[SOURCE TEXT]:
Step 2: assuming this holds through time
This analysis assumes that the mixing slope between soil respired d13C and atmospheric d13C is constant through time. This is not a good assumption because a lot of factors that matter on decadal or longer timescales (i.e. factors that are not captured by the short calibration) violate it by changing end member CO2 but not d13C (or vice versa). For example, if CO2 increases (like it did from LG to EH), then the isotopic composition of CO2 must decrease to keep the end member on the curve, but we know very well that this assumption is violated on paleoclimate timescales (e.g. Schmitt et al., 2012; Science; Figure 1). Similarly, if soil respiration decreases (thus decreasing soil-respired CO2) then the d13C of soil respiration must increase to stay on the mixing curve. I’m not sure if there’s a defensible mechanism for this, although it might occur by coincidence if water stress increases vegetation d13C (thus soil-respired d13C) while decreasing soil respiration. Either way, I am not aware of any mechanistic reason why the end members of the mixing relationship should, themselves, vary along a mixing curve. The end-members, just like the average soil CO2 values that reflect their mixing, should vary over time.
I think the modeling can still be performed if some significant changes are made (these are just suggestions and other options can be valid too!).

[RECORD LIST]:

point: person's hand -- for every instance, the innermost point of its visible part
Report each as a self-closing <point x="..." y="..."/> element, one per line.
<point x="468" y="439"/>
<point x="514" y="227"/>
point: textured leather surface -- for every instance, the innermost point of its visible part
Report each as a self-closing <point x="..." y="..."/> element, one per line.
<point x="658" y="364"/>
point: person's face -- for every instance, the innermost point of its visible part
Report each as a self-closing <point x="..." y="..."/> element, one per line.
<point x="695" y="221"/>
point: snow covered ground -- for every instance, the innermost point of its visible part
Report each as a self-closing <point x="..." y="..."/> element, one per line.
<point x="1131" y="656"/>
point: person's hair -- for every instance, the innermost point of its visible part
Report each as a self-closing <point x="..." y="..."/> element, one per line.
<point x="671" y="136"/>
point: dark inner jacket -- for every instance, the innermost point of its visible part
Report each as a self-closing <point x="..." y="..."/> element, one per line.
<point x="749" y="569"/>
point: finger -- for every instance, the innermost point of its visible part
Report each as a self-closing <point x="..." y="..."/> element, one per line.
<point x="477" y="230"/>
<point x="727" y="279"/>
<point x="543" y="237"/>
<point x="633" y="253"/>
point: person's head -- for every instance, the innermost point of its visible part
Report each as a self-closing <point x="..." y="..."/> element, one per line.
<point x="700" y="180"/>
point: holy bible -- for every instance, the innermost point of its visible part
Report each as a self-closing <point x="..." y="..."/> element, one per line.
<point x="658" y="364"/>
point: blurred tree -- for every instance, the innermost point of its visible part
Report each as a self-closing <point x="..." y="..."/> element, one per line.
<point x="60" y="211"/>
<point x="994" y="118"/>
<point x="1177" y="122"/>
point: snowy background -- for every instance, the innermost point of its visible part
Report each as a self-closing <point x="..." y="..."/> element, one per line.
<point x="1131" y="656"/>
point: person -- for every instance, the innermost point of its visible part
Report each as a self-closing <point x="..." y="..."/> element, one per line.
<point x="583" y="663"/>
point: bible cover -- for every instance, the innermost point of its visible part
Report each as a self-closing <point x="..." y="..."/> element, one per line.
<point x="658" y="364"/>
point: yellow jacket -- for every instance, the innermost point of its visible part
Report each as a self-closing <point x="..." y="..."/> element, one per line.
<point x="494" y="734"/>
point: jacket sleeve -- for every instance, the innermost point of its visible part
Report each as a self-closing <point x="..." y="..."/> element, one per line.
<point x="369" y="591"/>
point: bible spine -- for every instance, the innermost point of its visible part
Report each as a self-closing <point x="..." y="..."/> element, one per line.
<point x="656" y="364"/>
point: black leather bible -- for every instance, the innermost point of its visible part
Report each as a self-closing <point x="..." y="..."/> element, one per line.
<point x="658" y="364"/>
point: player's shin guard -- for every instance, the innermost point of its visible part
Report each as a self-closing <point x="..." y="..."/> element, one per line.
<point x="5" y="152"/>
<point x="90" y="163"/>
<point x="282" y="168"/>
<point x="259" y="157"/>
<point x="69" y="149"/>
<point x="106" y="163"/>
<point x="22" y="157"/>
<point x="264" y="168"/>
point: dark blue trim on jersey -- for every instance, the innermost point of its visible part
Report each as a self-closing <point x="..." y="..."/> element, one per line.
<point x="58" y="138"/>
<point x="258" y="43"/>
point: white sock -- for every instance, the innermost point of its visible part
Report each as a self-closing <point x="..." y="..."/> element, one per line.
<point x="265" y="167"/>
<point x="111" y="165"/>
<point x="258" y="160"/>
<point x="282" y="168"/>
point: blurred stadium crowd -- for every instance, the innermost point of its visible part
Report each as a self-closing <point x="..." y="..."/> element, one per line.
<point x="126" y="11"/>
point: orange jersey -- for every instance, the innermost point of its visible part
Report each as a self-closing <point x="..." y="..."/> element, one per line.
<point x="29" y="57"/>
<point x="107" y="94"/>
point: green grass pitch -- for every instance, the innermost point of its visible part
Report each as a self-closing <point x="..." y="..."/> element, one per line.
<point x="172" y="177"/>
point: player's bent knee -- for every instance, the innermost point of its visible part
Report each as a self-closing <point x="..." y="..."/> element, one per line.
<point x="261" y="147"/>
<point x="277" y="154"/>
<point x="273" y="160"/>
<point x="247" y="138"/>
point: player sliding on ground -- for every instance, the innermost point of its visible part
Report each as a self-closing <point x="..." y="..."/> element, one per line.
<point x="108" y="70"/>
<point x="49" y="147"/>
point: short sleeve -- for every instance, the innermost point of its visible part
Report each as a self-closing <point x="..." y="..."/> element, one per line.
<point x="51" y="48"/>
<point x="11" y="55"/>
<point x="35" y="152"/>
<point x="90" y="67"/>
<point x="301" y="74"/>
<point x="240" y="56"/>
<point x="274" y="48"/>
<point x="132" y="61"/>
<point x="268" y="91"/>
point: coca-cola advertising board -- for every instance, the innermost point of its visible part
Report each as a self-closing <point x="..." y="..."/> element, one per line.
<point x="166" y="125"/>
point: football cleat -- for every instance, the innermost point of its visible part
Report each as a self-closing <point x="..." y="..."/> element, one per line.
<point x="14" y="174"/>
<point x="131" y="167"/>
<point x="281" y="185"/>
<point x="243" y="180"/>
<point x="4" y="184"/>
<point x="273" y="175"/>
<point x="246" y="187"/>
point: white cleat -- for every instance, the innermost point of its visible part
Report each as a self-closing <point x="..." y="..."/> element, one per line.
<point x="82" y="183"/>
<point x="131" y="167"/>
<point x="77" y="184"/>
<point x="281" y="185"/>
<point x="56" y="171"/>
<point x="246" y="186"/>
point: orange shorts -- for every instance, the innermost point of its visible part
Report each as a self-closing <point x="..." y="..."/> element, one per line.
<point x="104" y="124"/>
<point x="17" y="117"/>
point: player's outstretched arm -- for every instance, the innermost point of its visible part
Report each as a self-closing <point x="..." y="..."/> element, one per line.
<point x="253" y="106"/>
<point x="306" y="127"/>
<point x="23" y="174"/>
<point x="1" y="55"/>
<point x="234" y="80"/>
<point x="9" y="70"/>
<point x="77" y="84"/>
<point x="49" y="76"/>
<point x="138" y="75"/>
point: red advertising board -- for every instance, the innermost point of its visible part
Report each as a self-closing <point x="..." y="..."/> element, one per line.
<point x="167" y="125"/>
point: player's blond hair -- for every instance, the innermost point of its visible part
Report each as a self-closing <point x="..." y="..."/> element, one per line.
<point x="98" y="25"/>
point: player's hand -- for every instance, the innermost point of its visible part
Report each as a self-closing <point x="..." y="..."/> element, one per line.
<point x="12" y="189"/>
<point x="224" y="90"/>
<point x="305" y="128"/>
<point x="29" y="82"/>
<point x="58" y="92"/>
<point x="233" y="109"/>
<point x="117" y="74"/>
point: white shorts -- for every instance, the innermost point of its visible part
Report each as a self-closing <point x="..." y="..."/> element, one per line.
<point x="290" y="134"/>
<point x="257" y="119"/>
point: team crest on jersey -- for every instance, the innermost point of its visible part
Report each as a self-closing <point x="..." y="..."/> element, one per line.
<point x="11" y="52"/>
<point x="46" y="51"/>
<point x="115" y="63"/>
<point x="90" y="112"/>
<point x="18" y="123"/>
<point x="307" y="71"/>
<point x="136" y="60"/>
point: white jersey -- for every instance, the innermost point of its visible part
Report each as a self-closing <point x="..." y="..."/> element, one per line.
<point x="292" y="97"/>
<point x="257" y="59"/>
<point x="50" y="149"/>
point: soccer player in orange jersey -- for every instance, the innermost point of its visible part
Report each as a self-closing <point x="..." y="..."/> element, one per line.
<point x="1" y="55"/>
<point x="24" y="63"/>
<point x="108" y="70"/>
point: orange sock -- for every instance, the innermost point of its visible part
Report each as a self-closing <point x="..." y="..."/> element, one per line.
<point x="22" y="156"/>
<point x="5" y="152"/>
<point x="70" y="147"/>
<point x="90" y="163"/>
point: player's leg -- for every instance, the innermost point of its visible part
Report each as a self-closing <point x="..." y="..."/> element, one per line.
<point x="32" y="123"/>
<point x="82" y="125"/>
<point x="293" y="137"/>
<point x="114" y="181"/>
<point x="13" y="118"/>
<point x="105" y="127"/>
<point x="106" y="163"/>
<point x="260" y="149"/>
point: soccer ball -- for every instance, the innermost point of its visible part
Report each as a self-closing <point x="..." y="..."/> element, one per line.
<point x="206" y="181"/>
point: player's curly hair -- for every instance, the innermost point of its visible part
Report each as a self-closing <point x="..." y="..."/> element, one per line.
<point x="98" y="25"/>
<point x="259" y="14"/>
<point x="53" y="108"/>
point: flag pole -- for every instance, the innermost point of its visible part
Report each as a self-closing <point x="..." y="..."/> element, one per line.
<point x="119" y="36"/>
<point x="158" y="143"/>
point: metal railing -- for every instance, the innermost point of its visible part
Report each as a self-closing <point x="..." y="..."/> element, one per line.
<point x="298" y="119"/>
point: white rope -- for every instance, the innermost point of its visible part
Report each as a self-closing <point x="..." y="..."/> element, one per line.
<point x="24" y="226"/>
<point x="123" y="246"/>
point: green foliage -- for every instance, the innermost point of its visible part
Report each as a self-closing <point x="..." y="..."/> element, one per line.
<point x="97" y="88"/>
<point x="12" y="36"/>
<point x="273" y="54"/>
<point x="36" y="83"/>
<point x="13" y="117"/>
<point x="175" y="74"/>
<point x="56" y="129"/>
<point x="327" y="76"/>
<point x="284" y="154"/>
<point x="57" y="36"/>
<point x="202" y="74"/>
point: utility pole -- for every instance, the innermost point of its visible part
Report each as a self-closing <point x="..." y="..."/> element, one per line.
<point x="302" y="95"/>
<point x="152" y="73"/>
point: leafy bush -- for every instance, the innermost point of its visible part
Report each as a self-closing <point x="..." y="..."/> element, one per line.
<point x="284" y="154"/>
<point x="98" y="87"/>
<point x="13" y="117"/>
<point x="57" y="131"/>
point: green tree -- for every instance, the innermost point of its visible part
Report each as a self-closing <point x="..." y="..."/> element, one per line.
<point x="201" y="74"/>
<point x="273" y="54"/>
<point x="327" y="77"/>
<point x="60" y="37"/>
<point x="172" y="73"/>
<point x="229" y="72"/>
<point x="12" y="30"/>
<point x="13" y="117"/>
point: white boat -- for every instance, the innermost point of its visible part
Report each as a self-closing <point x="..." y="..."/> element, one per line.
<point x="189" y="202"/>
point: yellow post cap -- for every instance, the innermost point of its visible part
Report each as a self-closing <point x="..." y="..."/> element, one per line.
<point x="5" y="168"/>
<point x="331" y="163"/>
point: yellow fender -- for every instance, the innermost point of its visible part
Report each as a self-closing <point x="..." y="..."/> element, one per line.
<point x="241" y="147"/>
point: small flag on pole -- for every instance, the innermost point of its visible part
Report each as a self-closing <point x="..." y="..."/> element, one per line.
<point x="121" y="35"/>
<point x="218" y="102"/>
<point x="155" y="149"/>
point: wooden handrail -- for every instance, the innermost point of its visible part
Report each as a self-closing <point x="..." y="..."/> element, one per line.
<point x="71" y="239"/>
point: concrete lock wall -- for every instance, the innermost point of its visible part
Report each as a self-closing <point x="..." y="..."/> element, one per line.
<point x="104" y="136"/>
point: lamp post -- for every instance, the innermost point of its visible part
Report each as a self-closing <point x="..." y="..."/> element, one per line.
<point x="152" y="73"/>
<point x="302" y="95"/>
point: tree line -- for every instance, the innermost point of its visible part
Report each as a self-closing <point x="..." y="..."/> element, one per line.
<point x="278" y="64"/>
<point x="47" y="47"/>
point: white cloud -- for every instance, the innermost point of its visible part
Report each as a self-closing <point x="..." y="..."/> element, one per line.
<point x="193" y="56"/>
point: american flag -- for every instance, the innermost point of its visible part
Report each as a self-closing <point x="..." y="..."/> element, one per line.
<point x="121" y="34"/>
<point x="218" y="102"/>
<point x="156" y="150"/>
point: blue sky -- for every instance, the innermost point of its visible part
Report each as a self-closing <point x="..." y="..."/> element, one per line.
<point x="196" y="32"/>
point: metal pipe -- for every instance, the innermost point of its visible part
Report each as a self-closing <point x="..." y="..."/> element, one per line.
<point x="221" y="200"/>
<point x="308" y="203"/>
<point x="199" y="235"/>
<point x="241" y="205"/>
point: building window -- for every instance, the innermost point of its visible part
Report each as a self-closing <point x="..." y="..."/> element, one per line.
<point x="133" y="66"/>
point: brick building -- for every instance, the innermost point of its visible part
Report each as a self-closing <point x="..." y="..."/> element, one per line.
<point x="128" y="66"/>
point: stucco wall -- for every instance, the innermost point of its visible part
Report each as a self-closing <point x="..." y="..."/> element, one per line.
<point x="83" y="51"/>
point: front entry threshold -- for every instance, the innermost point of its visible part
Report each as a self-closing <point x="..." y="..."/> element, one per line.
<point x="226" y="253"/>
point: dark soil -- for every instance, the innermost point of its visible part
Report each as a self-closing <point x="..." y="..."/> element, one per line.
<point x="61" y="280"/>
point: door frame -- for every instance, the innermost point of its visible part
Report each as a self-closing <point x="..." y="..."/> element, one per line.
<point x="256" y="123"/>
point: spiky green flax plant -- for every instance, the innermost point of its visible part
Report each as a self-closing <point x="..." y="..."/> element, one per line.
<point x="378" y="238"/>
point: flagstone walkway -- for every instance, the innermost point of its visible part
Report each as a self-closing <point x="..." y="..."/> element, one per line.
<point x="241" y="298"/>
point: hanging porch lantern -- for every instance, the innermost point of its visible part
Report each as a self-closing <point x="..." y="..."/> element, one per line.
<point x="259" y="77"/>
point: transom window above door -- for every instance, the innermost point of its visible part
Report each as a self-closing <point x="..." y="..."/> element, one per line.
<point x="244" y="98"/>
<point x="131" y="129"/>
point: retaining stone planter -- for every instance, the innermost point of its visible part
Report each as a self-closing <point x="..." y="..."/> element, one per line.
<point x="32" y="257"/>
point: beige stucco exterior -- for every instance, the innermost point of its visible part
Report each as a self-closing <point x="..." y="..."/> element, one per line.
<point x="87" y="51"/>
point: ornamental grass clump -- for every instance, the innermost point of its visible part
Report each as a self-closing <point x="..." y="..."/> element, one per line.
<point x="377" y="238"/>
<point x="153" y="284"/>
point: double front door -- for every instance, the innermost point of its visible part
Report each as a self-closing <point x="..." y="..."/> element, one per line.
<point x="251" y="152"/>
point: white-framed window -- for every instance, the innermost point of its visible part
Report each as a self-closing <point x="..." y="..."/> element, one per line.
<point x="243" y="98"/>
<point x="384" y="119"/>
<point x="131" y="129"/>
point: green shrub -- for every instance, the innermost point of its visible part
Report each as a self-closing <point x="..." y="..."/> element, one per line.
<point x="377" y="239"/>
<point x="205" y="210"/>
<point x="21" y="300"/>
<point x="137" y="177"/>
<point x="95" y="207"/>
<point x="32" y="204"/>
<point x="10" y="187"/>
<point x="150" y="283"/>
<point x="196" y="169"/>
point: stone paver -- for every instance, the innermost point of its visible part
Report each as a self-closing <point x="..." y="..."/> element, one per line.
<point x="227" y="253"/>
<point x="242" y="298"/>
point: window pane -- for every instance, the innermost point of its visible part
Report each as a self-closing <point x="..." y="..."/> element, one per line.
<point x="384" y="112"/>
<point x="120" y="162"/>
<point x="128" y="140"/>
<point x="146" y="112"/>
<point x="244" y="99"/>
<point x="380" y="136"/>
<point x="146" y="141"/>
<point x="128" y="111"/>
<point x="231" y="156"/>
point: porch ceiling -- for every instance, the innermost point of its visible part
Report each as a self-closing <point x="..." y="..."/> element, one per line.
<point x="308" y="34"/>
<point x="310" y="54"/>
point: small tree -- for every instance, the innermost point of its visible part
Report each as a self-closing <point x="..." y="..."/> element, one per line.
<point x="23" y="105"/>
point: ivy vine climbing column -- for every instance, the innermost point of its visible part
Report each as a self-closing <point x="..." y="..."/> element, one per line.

[REQUEST]: Write what follows the last sentence of the passage on the d13C mixing analysis. The rows are separate material and have no connection to the passage on the d13C mixing analysis.

[THE OUTPUT]:
- Consider using the actual paleoclimate constraints on pCO2 and d13C of CO2 to parameterize the atmospheric end member.
- Instead of calibrating the soil-respired end member with modern data, be clear that constraints on this term are not great but define reasonable ranges and run sensitivity tests. Allow the soil respired d13C and CO2 to vary with time. Or consider forcing the model with different scenarios as a sensitivity test (i.e. low vegetation d13C, high vegetation d13C and variable, or decreasing, or increasing d13C). Given the strong evidence for substantial changes in vegetation, it is helpful (maybe necessary) to rule this out as the main factor affecting d13C_spel. Consider holding soil respiration constant while letting d13C-respired vary; one might find that the variability would have to be too high to be explained by changes in C3 vegetation or water stress alone (see Kohn, 2010; PNAS).
Step 3: filtering for best model results
More discussion / sensitivity analysis should be done here. Were other options for finding the “best fit” considered? How does changing the thresholds for carbon and calcium isotope data affect the results? What happens if one uses a broader DCF threshold? If these decisions affect the results (or if they don't) it would be important to know.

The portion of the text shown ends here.